## RECORDS PROVIDED
===============
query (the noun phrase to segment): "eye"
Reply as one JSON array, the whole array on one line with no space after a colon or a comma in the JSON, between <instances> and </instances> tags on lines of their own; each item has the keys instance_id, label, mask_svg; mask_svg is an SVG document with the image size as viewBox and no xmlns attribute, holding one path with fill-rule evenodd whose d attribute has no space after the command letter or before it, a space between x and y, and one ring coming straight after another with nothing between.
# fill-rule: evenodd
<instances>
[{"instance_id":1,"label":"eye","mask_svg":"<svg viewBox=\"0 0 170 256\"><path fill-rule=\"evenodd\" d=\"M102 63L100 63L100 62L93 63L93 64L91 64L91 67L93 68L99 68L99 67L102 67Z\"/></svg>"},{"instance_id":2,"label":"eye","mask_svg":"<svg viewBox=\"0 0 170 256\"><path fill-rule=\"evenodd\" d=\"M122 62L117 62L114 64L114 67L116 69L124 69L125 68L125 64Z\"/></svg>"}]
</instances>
===============
## YOUR INSTRUCTIONS
Count the lines of the rows above that contain the string "phrase", matching case exactly. Reply with only the number.

## OUTPUT FOR THIS EXERCISE
1